■ **EXCERPT PROVIDED**:
%%

Getting Started

What to Expect in Couples Counseling


The number one thing I hear from couples before a first session is some version of: "We don't even know what this is supposed to look like." They've never done it before. They've watched a therapist scene in a movie or a TV show and they're worried it's going to be awkward, or that someone's going to get blamed, or that they'll just leave feeling worse.

So let me describe what actually happens.

The first two or three sessions are mostly assessment

Before we start working on anything, I want to understand your relationship. That means both of you telling me where things are, where they've been, and what you're hoping for. I'll ask about your history as a couple, your communication patterns, what triggers the worst conflicts, and what still works.

I also meet with each of you individually, usually in the first couple of weeks. Not to build a secret file on either person, but because people talk differently when their partner isn't in the room. I get a more complete picture, and it often surfaces things that are hard to say out loud together but that matter a lot.

The American Association for Marriage and Family Therapy notes that couples who complete a thorough assessment phase have significantly better outcomes than those who jump straight into conflict resolution techniques. The assessment isn't a delay. It's the foundation.

Sessions are structured, not just talking

I know some people imagine couples counseling as sitting across from someone while you take turns describing what the other person did wrong. That's not what this is.

Sessions are usually structured around a specific skill or a specific pattern. We might be practicing a new way to make a repair during a conflict. We might be working through a genogram together to understand where your communication styles came from. We might be doing something called a "dreams within conflict" exercise from the Gottman method, where you discover what each of you is actually protecting when you dig in on an issue.

You leave with something to practice. The work doesn't stop when the session ends.

How long does it usually take?

It depends on what you're working on and how committed you both are to doing the work between sessions. That said, here's what I typically see:

  • 6 to 10 sessions: Couples dealing with a specific, bounded issue like communication patterns, a recurring fight, or premarital preparation. They get what they came for and graduate.
  • 12 to 20 sessions: Couples working through something bigger, like disconnection over months or years, betrayal, or major life transitions. This is where most of the deep shifts happen.
  • Ongoing: Some couples choose to keep coming after the acute work is done, using sessions the way some people use regular workouts. Maintenance, not crisis management.

There's no obligation to commit to a set number of sessions up front. We talk about pace and goals from the start, and we check in regularly about whether you're getting what you need.

%%

■ **DATA RECORDS**:
%%

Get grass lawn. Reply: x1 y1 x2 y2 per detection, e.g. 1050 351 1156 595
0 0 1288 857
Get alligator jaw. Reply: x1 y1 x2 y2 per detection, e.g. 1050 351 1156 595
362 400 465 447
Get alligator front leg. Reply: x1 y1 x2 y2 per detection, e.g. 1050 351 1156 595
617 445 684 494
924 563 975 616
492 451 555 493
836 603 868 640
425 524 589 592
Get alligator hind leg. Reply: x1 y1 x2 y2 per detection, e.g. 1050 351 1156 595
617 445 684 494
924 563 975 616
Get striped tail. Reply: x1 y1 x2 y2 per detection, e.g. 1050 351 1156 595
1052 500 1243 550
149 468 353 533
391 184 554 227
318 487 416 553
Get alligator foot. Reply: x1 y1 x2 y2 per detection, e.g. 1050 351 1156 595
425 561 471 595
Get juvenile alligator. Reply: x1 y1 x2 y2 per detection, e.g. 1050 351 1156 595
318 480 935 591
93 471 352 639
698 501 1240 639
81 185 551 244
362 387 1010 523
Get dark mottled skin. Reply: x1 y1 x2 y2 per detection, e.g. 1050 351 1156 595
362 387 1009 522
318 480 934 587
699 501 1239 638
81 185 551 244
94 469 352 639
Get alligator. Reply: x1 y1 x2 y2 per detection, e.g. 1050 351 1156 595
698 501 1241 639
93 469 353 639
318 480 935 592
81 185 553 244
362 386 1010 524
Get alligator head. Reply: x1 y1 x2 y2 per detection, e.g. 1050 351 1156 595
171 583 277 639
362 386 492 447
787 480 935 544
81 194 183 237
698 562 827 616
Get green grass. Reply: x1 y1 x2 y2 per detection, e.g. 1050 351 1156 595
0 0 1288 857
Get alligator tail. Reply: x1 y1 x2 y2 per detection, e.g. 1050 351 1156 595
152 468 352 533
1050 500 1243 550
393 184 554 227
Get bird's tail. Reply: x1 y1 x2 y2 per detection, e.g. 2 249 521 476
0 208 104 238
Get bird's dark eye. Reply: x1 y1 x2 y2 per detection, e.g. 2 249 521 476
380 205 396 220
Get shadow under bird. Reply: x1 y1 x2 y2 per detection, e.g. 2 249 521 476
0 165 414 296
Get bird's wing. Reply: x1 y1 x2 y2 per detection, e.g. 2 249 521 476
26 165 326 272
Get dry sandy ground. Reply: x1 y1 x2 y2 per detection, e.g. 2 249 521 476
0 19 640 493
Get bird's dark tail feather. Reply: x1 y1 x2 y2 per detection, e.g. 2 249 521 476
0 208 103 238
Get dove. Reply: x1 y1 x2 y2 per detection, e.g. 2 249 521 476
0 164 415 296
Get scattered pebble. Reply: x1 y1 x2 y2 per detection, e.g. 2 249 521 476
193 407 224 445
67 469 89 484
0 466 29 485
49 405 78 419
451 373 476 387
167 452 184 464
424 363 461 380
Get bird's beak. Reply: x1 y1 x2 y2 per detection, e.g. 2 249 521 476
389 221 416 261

%%

■ **DIRECTIONS**:
• 1. For each statement, say whether it agrees with the couples counseling text. Answer yes or no, and quote the words from the text that decide it. (a) Individual meetings with each partner usually take place in the first couple of weeks. (b) Couples must commit to a set number of sessions at the start. (c) Couples working on a specific, bounded issue typically need 12 to 20 sessions.
• 2. Write what comes next in the couples counseling text, continuing from its final sentence.

■ **TASK RESULTS**:
• 1.
(a) Yes: "I also meet with each of you individually, usually in the first couple of weeks."
(b) No: "There's no obligation to commit to a set number of sessions up front."
(c) No: "6 to 10 sessions: Couples dealing with a specific, bounded issue like communication patterns, a recurring fight, or premarital preparation."

• 2.
How do you know if it's working?

The early sign isn't that fights stop. It's that recovery from fights gets faster. You still disagree, but you find your way back to each other more quickly.

Then, over time, you notice the conflicts are actually different. The old script doesn't run as automatically. You catch yourself mid-pattern and choose something else.

The research on couples therapy outcomes is genuinely encouraging. A meta-analysis in the Journal of Marital and Family Therapy found that approximately 70% of couples who complete a course of treatment report significant improvement. The couples who don't improve, in most studies, are those where one partner was already decided about leaving and used therapy as confirmation, not as an honest attempt.

If both of you are actually trying, the odds are in your favor.

What if we're in a really bad place?

I've worked with couples who came in describing full estrangement: sleeping in different rooms, no physical touch, communication only about logistics, one or both seriously considering divorce. Some of those couples are doing beautifully now. Some decided to separate, but did so with more clarity, less damage to each other, and better co-parenting as a result.

The severity of where you are isn't the deciding factor. The commitment to do the work is.

If the pace of weekly sessions feels insufficient for where you are, there's also the option of a private 3-day marriage intensive, concentrated, focused, and designed for couples who need to cover a lot of ground quickly.

If you're ready to start, reach out here. If you still have questions, the FAQ covers the most common ones.

Key Takeaway

Couples counseling works in phases: assessment, active skill-building, and maintenance. Most couples notice real shifts within 8 to 12 sessions. The strongest predictor of success isn't how bad things are. It's whether both partners are willing to try something different.